--- START Listing ---

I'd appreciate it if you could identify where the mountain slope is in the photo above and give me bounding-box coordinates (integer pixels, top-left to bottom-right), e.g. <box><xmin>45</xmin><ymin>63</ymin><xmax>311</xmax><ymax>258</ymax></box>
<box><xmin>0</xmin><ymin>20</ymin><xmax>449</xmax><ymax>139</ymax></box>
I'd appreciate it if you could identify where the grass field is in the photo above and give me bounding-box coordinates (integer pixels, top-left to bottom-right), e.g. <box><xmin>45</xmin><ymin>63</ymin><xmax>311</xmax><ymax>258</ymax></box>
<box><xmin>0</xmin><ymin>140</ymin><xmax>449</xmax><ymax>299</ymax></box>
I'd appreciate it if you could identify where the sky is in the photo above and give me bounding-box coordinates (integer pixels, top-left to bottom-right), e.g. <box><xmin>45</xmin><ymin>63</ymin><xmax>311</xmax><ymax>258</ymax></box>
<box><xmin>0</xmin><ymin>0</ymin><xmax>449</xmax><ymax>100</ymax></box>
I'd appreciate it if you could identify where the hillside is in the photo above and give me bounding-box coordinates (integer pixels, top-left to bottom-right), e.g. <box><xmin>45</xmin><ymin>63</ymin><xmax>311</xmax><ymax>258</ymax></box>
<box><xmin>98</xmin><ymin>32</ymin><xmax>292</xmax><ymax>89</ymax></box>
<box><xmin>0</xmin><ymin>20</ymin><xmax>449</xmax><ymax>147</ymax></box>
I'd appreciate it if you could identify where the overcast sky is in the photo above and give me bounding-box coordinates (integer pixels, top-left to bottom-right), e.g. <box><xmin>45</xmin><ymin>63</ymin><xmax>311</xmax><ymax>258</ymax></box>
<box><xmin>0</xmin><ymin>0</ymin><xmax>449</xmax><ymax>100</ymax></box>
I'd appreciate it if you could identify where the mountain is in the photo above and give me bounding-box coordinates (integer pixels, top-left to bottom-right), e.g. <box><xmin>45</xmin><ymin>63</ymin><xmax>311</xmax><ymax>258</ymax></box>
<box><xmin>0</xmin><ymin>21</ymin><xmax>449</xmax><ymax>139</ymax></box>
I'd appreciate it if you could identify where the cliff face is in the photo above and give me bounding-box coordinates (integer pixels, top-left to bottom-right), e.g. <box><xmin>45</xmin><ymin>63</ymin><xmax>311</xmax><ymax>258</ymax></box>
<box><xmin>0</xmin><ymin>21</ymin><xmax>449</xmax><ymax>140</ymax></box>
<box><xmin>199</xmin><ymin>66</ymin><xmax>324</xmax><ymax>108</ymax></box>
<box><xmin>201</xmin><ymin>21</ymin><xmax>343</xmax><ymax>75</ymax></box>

--- END Listing ---

◆ What the task asks: Format the listing above as a numbered list, one line per item, leaving out blank lines.

◆ Final result:
1. I'd appreciate it if you could identify where the mountain slope is in the photo above and give me bounding-box coordinates (integer pixels, top-left to bottom-right), e.g. <box><xmin>45</xmin><ymin>63</ymin><xmax>311</xmax><ymax>258</ymax></box>
2. <box><xmin>0</xmin><ymin>20</ymin><xmax>449</xmax><ymax>139</ymax></box>
3. I'd appreciate it if you could identify where the grass field is in the photo above and give me bounding-box coordinates (integer pixels, top-left to bottom-right), e.g. <box><xmin>45</xmin><ymin>63</ymin><xmax>311</xmax><ymax>258</ymax></box>
4. <box><xmin>0</xmin><ymin>140</ymin><xmax>449</xmax><ymax>299</ymax></box>
5. I'd appreciate it if you could identify where the sky is in the photo above and give me bounding-box coordinates (integer pixels, top-left to bottom-right), e.g. <box><xmin>45</xmin><ymin>63</ymin><xmax>311</xmax><ymax>258</ymax></box>
6. <box><xmin>0</xmin><ymin>0</ymin><xmax>449</xmax><ymax>100</ymax></box>
7. I'd appreciate it if you could identify where the hillside is in the photo above and give me bounding-box coordinates (integer pixels, top-left to bottom-right), e.g. <box><xmin>45</xmin><ymin>63</ymin><xmax>311</xmax><ymax>258</ymax></box>
8. <box><xmin>98</xmin><ymin>32</ymin><xmax>292</xmax><ymax>89</ymax></box>
9. <box><xmin>0</xmin><ymin>20</ymin><xmax>449</xmax><ymax>147</ymax></box>
10. I'd appreciate it if you could identify where the overcast sky is in the photo above and give me bounding-box coordinates (integer pixels, top-left to bottom-right), e.g. <box><xmin>45</xmin><ymin>63</ymin><xmax>311</xmax><ymax>258</ymax></box>
11. <box><xmin>0</xmin><ymin>0</ymin><xmax>449</xmax><ymax>100</ymax></box>
12. I'd appreciate it if you could identify where the mountain is in the photo above and give me bounding-box coordinates (integer pixels, top-left to bottom-right), e.g. <box><xmin>45</xmin><ymin>63</ymin><xmax>311</xmax><ymax>258</ymax></box>
13. <box><xmin>0</xmin><ymin>21</ymin><xmax>449</xmax><ymax>139</ymax></box>
14. I'd appreciate it if you could identify where the cliff face is in the photo above and give me bounding-box coordinates (integer pixels, top-left to bottom-right), e.g. <box><xmin>45</xmin><ymin>63</ymin><xmax>311</xmax><ymax>258</ymax></box>
15. <box><xmin>0</xmin><ymin>21</ymin><xmax>449</xmax><ymax>140</ymax></box>
16. <box><xmin>199</xmin><ymin>66</ymin><xmax>324</xmax><ymax>108</ymax></box>
17. <box><xmin>201</xmin><ymin>21</ymin><xmax>343</xmax><ymax>75</ymax></box>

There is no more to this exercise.